Problem set:
(1) List the traits that the passage on parenthood and loss says parents hope to raise their kids to have.
(2) According to the passage on parenthood and loss, when did Ian take his own life?
(3) Reproduce the portion of the passage on parenthood and loss starting at "I speak for" and ending at "to be healthy?".

I speak for most parents that we often feel defined by our children and their successes. These young vibrant kids are extensions of our own younger selves. We think that we have the ability to live on forever through raising smart, kind, outgoing and ambitious kids. From the moment they were conceived, we planned and plotted and procured the life we wanted them to live. They opened their eyes and took their first breath already having to live up to our pre-exisiting expectations. Whatever happened to just wanting them to be healthy?

If you were to ask me 8 months ago if I thought our son Ian was healthy, I would of course say yes, minus his gross infected ingrown toenail and occasional cough and cold. He was a healthy and loving son. But something we couldn't see and didn't know about was lurking, like a cancer to his emotional and mental health. In the wee hours of May 8, 2017 this seemingly healthy loving vibrant boy of ours took his own life.

Our Ian committed suicide.

The enormity of his absence is the most painful feeling we will ever experience.

[Collected data]
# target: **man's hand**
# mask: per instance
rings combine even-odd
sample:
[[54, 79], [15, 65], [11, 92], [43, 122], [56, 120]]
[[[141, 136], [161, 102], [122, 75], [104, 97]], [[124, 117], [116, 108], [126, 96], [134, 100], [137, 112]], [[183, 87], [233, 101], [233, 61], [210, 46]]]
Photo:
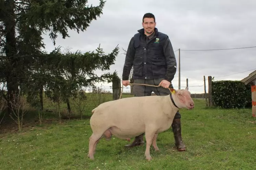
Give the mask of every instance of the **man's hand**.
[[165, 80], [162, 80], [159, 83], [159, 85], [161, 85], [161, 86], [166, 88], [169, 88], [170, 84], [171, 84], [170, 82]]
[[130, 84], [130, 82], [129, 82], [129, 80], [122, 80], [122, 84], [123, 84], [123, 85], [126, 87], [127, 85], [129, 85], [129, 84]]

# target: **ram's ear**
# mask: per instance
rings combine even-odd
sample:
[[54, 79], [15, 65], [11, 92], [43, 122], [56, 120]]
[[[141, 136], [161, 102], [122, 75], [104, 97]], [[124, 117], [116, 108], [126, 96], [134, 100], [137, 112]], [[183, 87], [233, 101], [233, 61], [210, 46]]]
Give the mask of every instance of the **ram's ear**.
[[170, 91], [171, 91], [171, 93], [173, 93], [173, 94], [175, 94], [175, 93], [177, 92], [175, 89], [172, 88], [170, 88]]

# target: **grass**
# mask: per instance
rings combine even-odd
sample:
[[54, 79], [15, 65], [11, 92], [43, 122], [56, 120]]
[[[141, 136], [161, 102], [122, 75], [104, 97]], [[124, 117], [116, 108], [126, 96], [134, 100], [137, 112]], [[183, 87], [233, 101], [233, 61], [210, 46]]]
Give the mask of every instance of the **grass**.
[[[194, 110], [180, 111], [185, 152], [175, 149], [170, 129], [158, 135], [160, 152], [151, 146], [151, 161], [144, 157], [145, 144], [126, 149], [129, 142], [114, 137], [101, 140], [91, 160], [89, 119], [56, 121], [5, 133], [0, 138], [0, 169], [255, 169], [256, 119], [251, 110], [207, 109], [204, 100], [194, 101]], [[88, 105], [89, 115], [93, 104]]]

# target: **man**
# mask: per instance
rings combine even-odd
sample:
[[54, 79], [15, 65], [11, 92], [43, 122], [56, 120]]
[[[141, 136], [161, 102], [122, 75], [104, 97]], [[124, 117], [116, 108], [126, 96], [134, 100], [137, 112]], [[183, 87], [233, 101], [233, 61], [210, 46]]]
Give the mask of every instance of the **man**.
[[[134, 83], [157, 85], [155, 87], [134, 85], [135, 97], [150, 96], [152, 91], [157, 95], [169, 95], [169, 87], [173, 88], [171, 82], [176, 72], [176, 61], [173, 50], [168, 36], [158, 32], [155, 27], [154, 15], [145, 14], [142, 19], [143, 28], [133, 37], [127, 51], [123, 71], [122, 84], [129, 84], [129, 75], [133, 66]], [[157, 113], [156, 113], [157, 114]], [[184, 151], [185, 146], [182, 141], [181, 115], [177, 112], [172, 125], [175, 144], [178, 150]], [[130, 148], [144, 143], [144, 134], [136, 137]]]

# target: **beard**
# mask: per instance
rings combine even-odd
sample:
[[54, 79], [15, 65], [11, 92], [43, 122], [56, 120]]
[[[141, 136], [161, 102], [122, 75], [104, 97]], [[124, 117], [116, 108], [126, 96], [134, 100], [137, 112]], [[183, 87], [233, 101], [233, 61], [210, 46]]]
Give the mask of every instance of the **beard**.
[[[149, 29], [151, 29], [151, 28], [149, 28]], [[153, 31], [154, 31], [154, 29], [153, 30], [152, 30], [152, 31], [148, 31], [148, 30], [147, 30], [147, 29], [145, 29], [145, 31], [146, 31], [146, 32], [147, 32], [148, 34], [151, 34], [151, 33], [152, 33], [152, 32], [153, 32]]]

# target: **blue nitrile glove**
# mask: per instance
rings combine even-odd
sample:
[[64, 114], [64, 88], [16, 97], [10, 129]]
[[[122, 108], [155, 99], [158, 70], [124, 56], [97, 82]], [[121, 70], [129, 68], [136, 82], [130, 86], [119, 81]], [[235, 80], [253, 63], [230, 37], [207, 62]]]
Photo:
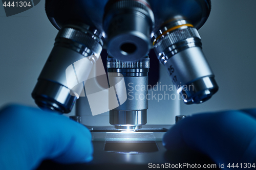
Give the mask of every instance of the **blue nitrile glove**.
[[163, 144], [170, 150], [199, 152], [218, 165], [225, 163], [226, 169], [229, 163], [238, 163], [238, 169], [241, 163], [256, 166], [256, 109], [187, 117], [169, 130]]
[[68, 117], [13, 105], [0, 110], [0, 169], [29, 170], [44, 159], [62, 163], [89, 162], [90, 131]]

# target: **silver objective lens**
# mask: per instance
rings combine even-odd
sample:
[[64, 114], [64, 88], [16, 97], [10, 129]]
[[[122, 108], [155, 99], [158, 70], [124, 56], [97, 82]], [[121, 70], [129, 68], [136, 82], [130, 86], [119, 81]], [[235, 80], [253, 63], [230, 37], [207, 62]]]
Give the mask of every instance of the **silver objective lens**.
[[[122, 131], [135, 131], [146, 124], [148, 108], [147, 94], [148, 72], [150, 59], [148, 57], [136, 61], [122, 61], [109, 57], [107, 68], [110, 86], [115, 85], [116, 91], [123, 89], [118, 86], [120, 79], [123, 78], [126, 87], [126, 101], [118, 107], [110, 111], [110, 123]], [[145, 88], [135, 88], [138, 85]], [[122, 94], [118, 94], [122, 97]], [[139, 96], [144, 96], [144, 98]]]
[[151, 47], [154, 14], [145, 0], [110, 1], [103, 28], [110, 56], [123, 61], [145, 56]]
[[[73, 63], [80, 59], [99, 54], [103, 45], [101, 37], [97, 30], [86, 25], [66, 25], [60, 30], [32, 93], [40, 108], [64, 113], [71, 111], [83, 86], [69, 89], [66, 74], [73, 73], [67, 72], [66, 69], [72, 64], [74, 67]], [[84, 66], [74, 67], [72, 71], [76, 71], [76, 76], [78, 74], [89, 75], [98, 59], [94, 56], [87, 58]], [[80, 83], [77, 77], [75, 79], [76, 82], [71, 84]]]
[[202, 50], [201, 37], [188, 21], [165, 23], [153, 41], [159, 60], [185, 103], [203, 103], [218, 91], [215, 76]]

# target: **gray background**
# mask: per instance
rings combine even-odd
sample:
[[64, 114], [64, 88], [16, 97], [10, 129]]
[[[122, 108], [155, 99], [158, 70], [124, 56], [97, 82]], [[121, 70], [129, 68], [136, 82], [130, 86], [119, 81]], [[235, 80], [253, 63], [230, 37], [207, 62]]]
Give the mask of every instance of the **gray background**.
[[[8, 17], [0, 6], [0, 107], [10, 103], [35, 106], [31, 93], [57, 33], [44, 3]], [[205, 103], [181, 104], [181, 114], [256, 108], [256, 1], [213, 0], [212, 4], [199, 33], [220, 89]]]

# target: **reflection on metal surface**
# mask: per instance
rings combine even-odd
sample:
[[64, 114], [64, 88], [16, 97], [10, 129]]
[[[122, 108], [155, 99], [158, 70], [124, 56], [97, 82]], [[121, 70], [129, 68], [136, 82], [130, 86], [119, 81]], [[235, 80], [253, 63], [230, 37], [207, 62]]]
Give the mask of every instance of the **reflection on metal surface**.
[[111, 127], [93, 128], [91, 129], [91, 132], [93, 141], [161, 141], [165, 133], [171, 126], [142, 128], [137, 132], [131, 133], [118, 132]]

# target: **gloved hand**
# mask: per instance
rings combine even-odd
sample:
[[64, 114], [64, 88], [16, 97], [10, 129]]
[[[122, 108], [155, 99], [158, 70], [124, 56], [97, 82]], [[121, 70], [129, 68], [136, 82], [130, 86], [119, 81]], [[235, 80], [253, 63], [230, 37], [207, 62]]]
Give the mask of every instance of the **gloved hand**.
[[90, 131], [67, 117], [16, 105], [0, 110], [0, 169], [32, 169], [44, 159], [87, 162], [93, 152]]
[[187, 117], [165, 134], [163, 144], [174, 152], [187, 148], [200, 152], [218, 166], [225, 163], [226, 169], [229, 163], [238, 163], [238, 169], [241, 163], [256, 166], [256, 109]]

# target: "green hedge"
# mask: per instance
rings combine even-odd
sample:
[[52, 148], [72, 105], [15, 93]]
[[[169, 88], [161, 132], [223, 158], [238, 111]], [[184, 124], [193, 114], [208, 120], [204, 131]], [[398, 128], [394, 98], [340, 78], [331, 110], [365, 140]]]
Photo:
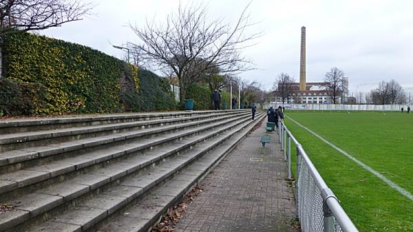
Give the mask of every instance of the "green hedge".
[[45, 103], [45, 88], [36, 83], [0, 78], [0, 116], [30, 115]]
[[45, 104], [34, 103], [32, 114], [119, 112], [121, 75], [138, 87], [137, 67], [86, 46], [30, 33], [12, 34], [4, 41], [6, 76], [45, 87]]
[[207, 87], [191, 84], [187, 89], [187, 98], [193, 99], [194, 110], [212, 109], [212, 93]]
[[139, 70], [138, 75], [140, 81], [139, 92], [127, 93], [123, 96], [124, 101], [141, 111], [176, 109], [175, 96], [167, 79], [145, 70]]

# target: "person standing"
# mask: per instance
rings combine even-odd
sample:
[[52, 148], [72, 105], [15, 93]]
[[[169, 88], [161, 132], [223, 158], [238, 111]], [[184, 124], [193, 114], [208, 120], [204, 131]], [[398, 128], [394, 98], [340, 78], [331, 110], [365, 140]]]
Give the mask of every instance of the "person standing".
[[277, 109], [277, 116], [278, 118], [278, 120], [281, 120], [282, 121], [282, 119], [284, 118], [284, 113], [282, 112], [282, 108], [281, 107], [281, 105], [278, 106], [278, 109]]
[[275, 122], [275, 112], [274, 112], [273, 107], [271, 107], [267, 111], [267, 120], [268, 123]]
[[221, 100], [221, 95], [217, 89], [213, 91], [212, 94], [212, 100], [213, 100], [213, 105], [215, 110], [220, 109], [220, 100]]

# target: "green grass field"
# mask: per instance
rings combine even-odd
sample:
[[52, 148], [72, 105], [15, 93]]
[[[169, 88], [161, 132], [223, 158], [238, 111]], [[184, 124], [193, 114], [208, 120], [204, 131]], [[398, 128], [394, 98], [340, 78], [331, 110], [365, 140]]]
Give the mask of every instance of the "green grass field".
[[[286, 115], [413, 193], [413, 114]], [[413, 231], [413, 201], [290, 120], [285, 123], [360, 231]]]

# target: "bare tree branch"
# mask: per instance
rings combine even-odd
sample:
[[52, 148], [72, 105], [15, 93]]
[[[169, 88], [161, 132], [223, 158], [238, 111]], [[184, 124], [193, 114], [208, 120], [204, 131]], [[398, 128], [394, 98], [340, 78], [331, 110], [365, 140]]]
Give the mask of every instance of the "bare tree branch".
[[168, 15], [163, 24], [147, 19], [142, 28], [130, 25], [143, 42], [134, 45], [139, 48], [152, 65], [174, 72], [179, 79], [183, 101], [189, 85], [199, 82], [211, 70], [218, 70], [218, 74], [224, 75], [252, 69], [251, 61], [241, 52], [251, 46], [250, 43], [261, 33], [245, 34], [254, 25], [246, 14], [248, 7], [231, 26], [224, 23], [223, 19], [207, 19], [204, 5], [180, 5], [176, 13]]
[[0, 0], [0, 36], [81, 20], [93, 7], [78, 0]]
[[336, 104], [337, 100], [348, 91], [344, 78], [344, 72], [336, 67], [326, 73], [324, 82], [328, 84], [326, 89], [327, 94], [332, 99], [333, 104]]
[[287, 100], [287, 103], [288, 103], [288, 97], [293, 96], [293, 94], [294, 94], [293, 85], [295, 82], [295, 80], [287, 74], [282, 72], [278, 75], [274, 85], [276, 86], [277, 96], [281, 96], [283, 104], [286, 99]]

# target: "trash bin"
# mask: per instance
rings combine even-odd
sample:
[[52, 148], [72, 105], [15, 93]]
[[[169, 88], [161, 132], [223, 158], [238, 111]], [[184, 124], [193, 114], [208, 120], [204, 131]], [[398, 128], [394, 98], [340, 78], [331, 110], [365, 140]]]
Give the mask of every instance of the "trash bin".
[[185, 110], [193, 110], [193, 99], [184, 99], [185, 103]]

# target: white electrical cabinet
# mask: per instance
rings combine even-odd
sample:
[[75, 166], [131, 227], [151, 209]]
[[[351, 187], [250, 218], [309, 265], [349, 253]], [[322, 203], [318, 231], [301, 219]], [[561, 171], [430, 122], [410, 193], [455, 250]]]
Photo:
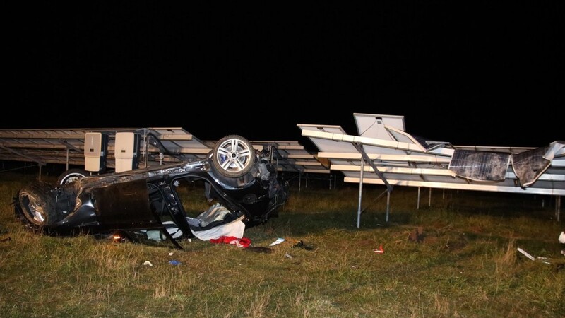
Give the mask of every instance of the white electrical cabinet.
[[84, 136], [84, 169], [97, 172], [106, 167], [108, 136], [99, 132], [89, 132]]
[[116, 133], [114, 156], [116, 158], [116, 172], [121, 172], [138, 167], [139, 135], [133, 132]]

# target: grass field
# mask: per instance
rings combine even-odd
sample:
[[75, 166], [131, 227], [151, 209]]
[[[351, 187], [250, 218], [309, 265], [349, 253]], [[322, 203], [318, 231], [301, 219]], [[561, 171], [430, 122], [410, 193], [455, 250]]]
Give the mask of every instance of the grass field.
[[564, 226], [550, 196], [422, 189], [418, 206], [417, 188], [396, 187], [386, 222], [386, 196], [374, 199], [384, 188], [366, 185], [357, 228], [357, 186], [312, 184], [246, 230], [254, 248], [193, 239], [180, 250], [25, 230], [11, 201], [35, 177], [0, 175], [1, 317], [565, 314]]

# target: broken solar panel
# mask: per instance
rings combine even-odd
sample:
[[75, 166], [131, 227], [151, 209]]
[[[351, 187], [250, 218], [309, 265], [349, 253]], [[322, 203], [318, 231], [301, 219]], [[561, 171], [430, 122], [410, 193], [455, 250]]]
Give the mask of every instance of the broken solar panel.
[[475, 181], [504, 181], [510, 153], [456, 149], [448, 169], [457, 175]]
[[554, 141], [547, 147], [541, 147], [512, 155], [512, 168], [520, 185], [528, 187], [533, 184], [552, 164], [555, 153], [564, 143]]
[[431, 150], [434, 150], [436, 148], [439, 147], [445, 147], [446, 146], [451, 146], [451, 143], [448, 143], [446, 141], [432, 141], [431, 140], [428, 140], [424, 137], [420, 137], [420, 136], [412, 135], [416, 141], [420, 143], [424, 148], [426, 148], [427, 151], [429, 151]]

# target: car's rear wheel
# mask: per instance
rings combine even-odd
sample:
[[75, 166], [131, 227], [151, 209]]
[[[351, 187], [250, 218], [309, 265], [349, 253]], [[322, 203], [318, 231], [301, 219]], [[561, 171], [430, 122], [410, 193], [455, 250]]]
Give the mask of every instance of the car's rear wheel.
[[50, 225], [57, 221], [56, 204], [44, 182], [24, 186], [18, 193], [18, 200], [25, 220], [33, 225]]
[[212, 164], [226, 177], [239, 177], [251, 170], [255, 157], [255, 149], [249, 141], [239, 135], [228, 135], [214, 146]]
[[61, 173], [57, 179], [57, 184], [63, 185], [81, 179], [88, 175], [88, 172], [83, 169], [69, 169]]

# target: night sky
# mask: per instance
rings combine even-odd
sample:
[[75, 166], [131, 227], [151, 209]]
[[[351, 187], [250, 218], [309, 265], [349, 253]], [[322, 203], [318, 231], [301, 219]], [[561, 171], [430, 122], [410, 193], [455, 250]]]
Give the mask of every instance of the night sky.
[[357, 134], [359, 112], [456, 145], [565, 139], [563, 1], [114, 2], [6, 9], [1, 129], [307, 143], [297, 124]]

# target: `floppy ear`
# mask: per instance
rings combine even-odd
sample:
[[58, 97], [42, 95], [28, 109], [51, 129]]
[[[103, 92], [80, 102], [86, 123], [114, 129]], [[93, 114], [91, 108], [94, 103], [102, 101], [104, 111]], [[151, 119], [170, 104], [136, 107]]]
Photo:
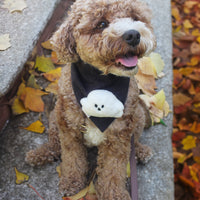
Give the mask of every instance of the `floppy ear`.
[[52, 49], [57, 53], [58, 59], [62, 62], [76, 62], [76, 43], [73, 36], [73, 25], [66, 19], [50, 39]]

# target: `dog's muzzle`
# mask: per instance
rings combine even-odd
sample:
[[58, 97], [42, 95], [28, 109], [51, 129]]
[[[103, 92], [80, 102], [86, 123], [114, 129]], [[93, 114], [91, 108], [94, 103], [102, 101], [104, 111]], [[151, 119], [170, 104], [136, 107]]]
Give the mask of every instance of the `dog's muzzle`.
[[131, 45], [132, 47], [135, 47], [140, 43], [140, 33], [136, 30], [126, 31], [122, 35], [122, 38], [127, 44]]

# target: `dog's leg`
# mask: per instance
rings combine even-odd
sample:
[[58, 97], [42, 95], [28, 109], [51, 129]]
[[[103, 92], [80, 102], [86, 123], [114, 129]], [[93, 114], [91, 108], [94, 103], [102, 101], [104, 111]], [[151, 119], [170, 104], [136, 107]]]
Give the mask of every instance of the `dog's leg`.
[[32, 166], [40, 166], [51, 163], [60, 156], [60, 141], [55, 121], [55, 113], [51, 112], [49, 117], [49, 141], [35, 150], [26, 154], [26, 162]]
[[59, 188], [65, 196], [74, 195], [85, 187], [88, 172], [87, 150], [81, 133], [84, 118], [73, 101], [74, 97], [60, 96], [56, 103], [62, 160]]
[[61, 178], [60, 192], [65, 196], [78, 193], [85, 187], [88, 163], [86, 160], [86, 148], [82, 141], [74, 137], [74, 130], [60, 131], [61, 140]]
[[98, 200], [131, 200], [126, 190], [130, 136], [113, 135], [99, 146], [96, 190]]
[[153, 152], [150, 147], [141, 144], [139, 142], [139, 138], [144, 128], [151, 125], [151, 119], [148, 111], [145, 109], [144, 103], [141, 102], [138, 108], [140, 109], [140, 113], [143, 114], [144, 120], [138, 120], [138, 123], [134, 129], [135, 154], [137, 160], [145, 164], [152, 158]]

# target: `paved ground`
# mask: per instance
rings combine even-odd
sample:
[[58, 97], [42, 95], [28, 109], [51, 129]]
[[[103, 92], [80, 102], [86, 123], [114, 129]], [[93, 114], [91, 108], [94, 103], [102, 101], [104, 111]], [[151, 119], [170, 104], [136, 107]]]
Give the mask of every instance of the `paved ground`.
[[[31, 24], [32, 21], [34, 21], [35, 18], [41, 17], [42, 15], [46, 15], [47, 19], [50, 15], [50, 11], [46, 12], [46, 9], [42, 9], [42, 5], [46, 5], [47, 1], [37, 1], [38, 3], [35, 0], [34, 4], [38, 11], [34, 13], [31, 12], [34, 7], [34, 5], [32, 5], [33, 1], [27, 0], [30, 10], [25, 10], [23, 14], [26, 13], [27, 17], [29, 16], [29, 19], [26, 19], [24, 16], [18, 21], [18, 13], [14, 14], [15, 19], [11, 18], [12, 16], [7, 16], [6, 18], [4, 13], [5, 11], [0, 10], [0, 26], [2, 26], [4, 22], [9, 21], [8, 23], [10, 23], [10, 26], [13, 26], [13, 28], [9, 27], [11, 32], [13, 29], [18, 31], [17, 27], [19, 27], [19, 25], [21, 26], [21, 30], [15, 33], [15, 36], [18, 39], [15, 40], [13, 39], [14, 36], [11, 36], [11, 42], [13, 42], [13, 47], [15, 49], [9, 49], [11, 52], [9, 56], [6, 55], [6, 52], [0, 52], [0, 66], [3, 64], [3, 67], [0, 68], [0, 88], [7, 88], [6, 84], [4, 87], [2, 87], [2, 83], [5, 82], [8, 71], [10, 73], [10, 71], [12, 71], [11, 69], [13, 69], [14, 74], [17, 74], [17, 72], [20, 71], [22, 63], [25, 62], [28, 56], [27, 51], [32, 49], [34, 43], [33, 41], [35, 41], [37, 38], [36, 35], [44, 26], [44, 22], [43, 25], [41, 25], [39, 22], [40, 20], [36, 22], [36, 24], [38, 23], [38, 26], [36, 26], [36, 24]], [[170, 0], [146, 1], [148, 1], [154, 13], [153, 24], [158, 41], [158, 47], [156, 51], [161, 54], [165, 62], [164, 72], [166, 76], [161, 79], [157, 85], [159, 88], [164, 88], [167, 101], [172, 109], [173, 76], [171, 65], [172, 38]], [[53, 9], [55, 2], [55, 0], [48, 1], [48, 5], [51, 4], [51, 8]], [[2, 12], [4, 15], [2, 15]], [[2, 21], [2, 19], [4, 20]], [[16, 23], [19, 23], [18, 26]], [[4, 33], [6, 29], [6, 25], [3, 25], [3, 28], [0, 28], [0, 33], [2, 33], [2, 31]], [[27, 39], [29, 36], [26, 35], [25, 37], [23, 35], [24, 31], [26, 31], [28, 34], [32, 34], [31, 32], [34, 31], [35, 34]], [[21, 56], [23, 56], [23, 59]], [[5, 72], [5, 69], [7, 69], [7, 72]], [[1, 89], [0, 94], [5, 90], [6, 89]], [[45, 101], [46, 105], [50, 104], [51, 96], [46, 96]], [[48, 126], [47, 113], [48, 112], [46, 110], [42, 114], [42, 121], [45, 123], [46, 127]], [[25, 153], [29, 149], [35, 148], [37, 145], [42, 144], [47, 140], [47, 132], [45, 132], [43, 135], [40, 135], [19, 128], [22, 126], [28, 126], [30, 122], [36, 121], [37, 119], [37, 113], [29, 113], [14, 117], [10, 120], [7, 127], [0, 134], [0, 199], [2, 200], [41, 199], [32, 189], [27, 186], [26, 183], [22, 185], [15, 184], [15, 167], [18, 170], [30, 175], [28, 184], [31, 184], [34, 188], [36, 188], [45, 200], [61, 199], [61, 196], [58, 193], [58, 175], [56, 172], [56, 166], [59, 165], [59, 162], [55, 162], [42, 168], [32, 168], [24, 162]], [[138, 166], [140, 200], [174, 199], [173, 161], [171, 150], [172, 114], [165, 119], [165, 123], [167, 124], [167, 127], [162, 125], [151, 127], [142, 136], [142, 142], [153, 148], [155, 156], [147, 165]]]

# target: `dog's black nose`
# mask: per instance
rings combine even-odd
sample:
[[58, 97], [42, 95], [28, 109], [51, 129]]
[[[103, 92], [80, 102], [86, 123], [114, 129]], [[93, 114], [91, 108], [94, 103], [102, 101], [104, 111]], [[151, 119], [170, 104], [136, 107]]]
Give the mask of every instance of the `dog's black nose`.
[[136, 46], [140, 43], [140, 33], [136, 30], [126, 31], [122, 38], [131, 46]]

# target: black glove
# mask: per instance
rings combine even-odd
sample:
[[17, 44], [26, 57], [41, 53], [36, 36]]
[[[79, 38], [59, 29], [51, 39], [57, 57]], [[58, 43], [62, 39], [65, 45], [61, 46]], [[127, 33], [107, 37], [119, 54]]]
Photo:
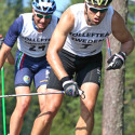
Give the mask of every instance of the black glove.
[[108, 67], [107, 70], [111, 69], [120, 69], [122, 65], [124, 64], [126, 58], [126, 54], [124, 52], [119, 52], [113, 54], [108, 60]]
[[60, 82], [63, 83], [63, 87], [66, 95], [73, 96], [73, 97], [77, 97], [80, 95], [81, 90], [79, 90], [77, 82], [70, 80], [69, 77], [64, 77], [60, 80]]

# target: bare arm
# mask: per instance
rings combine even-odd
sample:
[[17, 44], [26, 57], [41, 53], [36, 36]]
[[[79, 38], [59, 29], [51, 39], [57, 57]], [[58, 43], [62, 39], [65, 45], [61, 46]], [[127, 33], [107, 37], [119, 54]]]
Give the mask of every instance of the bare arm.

Expected results:
(1) Smart, kind, outgoing, ambitious

(2) In the wee hours of May 8, 2017.

(3)
I speak for most parents that we often feel defined by our children and their successes. These young vibrant kids are extensions of our own younger selves. We think that we have the ability to live on forever through raising smart, kind, outgoing and ambitious kids. From the moment they were conceived, we planned and plotted and procured the life we wanted them to live. They opened their eyes and took their first breath already having to live up to our pre-exisiting expectations. Whatever happened to just wanting them to be healthy?